* [Article]:
☆ ☆ ☆ ☆

Embodiments of this application disclose a battery compartment and a battery swap station. The battery swap station is used for placing the battery, charging the battery, and performing replacement of a fully charged battery to an electrical apparatus. The electrical apparatus may be a vehicle. The vehicle may be an oil-fueled vehicle, a natural gas vehicle, or a new energy vehicle. The new energy vehicle may be a battery electric vehicle, a hybrid electric vehicle, a range-extended electric vehicle, or the like. Exemplarily, the electrical apparatus may be a heavy-duty truck.

For ease of description in the following embodiments, a vehicle is used as an example of the electrical apparatus according to an embodiment of this application.

Referring to FIG. 1, FIG. 1 is a schematic structural diagram of a battery swap station according to some embodiments of this application.

As shown in FIG. 1, the battery swap station of an embodiment of this application includes a battery compartment 100 and a parking platform 200, the parking platform is used for supporting the electrical apparatus, and the battery compartment is used for storing and charging batteries so as to perform replacement of a fully charged battery to the electrical apparatus, where the electrical apparatus is a vehicle 300.

☆ ☆ ☆ ☆

* [Excerpted data]:
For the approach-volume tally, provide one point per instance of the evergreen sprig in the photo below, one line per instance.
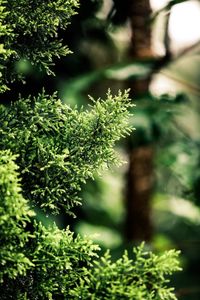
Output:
(142, 278)
(14, 216)
(58, 147)
(29, 30)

☆ ☆ ☆ ☆

* [Exercise instructions]:
**a)** From the battery swap station description, list every type of new energy vehicle it names.
**b)** Please answer these questions from the battery swap station description, one answer per line:
(i) What is the parking platform used for?
(ii) What does FIG. 1 show?
(iii) What reference number is given to the battery compartment?
**c)** Return, word for word, the part of the battery swap station description between "For ease of" and "a vehicle 300.", inclusive.

* [Exercise responses]:
**a)**
- Battery electric vehicle
- Hybrid electric vehicle
- Range-extended electric vehicle

**b)**
(i) Supporting the electrical apparatus.
(ii) A schematic structural diagram of a battery swap station.
(iii) 100.

**c)**
For ease of description in the following embodiments, a vehicle is used as an example of the electrical apparatus according to an embodiment of this application.

Referring to FIG. 1, FIG. 1 is a schematic structural diagram of a battery swap station according to some embodiments of this application.

As shown in FIG. 1, the battery swap station of an embodiment of this application includes a battery compartment 100 and a parking platform 200, the parking platform is used for supporting the electrical apparatus, and the battery compartment is used for storing and charging batteries so as to perform replacement of a fully charged battery to the electrical apparatus, where the electrical apparatus is a vehicle 300.